• **WHAT YOU SHOULD DO**
Update the material below by changing every "bounding box" to "rectangle", leaving everything else untouched.

Data items
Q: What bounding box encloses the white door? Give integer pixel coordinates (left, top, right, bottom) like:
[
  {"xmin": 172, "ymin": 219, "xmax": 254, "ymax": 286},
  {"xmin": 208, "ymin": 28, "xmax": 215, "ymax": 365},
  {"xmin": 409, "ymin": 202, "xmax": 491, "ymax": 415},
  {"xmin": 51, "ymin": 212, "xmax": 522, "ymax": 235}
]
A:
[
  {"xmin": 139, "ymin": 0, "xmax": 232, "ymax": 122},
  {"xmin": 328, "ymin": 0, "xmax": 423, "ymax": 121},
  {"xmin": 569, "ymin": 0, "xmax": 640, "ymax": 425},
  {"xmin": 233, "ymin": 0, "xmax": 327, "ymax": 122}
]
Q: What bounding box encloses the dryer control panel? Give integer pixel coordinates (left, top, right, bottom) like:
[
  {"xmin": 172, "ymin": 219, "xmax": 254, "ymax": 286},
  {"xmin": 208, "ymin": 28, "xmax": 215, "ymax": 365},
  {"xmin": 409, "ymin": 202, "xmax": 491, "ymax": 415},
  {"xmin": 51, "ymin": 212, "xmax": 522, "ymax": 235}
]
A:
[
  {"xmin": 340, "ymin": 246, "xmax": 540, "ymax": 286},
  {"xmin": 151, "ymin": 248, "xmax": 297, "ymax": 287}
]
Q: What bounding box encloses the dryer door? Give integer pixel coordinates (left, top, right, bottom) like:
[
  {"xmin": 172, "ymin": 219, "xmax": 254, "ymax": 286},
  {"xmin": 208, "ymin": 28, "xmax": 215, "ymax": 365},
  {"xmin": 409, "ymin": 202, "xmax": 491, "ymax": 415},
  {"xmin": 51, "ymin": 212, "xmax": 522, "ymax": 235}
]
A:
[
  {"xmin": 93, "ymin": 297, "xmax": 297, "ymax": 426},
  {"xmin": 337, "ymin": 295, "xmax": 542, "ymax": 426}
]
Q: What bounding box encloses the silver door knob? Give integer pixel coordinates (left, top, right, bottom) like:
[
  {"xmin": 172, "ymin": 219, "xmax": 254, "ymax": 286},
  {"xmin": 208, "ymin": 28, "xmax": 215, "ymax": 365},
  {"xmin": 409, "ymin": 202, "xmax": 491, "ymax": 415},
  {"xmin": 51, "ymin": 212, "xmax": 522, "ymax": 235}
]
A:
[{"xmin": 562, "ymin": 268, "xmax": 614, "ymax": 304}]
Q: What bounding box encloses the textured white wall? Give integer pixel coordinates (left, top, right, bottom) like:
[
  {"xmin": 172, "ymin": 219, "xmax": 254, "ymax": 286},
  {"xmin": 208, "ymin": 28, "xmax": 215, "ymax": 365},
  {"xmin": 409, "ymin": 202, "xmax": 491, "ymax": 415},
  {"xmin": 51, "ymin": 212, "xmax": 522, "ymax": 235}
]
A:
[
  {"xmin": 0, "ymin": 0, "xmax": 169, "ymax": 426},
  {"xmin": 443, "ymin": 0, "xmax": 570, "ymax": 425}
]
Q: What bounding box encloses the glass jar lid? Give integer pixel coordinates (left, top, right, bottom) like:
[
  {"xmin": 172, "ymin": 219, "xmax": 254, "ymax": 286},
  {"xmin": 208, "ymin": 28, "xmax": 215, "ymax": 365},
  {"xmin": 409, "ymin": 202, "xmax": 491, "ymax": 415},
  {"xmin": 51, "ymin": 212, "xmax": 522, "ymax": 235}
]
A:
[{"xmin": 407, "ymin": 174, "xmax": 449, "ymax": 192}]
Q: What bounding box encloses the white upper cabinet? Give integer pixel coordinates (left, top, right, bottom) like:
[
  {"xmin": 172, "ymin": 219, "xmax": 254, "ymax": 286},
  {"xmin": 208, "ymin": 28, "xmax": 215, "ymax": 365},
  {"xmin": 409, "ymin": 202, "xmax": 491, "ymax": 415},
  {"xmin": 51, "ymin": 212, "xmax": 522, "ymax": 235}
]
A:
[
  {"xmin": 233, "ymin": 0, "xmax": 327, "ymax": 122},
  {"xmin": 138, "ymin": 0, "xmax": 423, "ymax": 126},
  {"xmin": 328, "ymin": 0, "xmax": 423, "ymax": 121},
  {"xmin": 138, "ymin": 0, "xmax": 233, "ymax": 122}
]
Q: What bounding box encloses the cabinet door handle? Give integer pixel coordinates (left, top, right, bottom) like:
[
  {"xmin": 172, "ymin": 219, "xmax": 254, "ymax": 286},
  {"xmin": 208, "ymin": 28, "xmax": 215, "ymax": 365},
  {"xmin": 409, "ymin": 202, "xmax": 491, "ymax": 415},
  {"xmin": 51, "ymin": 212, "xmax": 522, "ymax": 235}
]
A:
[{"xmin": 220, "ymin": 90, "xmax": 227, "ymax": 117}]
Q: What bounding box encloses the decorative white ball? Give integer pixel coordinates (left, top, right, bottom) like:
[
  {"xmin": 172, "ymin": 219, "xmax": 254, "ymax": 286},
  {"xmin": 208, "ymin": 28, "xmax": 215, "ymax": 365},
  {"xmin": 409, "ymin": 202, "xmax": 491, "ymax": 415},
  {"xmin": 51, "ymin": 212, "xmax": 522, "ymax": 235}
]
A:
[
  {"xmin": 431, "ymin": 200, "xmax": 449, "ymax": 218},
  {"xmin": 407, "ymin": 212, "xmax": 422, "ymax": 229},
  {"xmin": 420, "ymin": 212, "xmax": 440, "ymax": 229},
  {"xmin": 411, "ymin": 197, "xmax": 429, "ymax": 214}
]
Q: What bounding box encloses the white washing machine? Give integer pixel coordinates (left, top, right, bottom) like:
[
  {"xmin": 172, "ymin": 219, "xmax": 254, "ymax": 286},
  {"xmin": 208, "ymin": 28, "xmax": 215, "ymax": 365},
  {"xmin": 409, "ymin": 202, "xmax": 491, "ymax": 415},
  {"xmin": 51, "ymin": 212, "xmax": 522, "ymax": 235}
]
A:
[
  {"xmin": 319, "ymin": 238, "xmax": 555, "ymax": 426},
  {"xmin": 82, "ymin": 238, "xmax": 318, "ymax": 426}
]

• **ANSWER TO THE EXERCISE**
Q: What rectangle encloses the white door? Give integer pixel coordinates (left, top, right, bottom) like:
[
  {"xmin": 172, "ymin": 219, "xmax": 254, "ymax": 286},
  {"xmin": 208, "ymin": 28, "xmax": 215, "ymax": 365},
  {"xmin": 409, "ymin": 202, "xmax": 491, "ymax": 415},
  {"xmin": 51, "ymin": 212, "xmax": 522, "ymax": 235}
]
A:
[
  {"xmin": 139, "ymin": 0, "xmax": 232, "ymax": 122},
  {"xmin": 328, "ymin": 0, "xmax": 423, "ymax": 121},
  {"xmin": 569, "ymin": 0, "xmax": 640, "ymax": 425},
  {"xmin": 233, "ymin": 0, "xmax": 327, "ymax": 122}
]
Q: What rectangle encloses the dryer control panel? Give integer pixel coordinates (left, top, right, bottom) like:
[
  {"xmin": 172, "ymin": 219, "xmax": 254, "ymax": 286},
  {"xmin": 208, "ymin": 28, "xmax": 215, "ymax": 365},
  {"xmin": 409, "ymin": 202, "xmax": 491, "ymax": 415},
  {"xmin": 51, "ymin": 212, "xmax": 522, "ymax": 235}
]
A:
[
  {"xmin": 340, "ymin": 246, "xmax": 540, "ymax": 286},
  {"xmin": 151, "ymin": 248, "xmax": 297, "ymax": 287}
]
Q: What rectangle encloses the dryer door? Give integer pixel coordinates (left, top, right, bottom) like:
[
  {"xmin": 172, "ymin": 219, "xmax": 254, "ymax": 286},
  {"xmin": 208, "ymin": 28, "xmax": 215, "ymax": 365},
  {"xmin": 409, "ymin": 202, "xmax": 491, "ymax": 415},
  {"xmin": 51, "ymin": 212, "xmax": 522, "ymax": 235}
]
A:
[
  {"xmin": 93, "ymin": 297, "xmax": 297, "ymax": 426},
  {"xmin": 337, "ymin": 295, "xmax": 542, "ymax": 426}
]
Q: What rectangle encloses the silver door knob? Give integer pixel coordinates (left, top, right, bottom) like:
[
  {"xmin": 172, "ymin": 219, "xmax": 254, "ymax": 286},
  {"xmin": 208, "ymin": 28, "xmax": 215, "ymax": 365},
  {"xmin": 409, "ymin": 202, "xmax": 491, "ymax": 415},
  {"xmin": 51, "ymin": 212, "xmax": 522, "ymax": 235}
]
A:
[{"xmin": 562, "ymin": 268, "xmax": 614, "ymax": 304}]
Q: What rectangle encloses the textured white wall? Give integer pixel coordinates (left, top, right, bottom) like:
[
  {"xmin": 172, "ymin": 219, "xmax": 254, "ymax": 286},
  {"xmin": 208, "ymin": 28, "xmax": 215, "ymax": 365},
  {"xmin": 409, "ymin": 202, "xmax": 491, "ymax": 415},
  {"xmin": 51, "ymin": 212, "xmax": 522, "ymax": 235}
]
A:
[
  {"xmin": 0, "ymin": 0, "xmax": 169, "ymax": 426},
  {"xmin": 443, "ymin": 0, "xmax": 570, "ymax": 425}
]
Q: What rectangle encloses the glass jar lid? Give integer pixel coordinates (left, top, right, bottom) like:
[
  {"xmin": 172, "ymin": 219, "xmax": 254, "ymax": 286},
  {"xmin": 208, "ymin": 28, "xmax": 215, "ymax": 365},
  {"xmin": 409, "ymin": 202, "xmax": 491, "ymax": 415},
  {"xmin": 51, "ymin": 212, "xmax": 522, "ymax": 235}
]
A:
[{"xmin": 407, "ymin": 174, "xmax": 449, "ymax": 192}]
Q: What rectangle encloses the white upper cabinet? Give integer pixel coordinates (left, top, right, bottom) like:
[
  {"xmin": 172, "ymin": 219, "xmax": 254, "ymax": 286},
  {"xmin": 208, "ymin": 28, "xmax": 215, "ymax": 365},
  {"xmin": 409, "ymin": 202, "xmax": 491, "ymax": 415},
  {"xmin": 51, "ymin": 212, "xmax": 522, "ymax": 235}
]
A:
[
  {"xmin": 233, "ymin": 0, "xmax": 327, "ymax": 122},
  {"xmin": 138, "ymin": 0, "xmax": 423, "ymax": 126},
  {"xmin": 328, "ymin": 0, "xmax": 423, "ymax": 121},
  {"xmin": 138, "ymin": 0, "xmax": 233, "ymax": 122}
]
Q: What rectangle encloses the cabinet door handle? Give integer pixel coordinates (left, top, right, bottom) like:
[
  {"xmin": 172, "ymin": 219, "xmax": 254, "ymax": 286},
  {"xmin": 208, "ymin": 28, "xmax": 215, "ymax": 365},
  {"xmin": 409, "ymin": 202, "xmax": 491, "ymax": 415},
  {"xmin": 51, "ymin": 212, "xmax": 522, "ymax": 235}
]
A:
[{"xmin": 220, "ymin": 90, "xmax": 227, "ymax": 117}]
Q: What rectangle encloses the decorative white ball? Give integer pixel coordinates (left, top, right, bottom) like:
[
  {"xmin": 172, "ymin": 219, "xmax": 254, "ymax": 286},
  {"xmin": 208, "ymin": 28, "xmax": 215, "ymax": 365},
  {"xmin": 409, "ymin": 202, "xmax": 491, "ymax": 415},
  {"xmin": 51, "ymin": 212, "xmax": 522, "ymax": 235}
]
A:
[
  {"xmin": 431, "ymin": 200, "xmax": 449, "ymax": 218},
  {"xmin": 407, "ymin": 212, "xmax": 422, "ymax": 229},
  {"xmin": 420, "ymin": 212, "xmax": 440, "ymax": 229},
  {"xmin": 411, "ymin": 197, "xmax": 429, "ymax": 214}
]
Q: What rectangle encloses the white washing machine? Give integer pixel coordinates (left, top, right, bottom) like:
[
  {"xmin": 172, "ymin": 219, "xmax": 254, "ymax": 286},
  {"xmin": 208, "ymin": 28, "xmax": 215, "ymax": 365},
  {"xmin": 409, "ymin": 202, "xmax": 491, "ymax": 415},
  {"xmin": 51, "ymin": 212, "xmax": 522, "ymax": 235}
]
A:
[
  {"xmin": 319, "ymin": 238, "xmax": 555, "ymax": 426},
  {"xmin": 82, "ymin": 238, "xmax": 318, "ymax": 426}
]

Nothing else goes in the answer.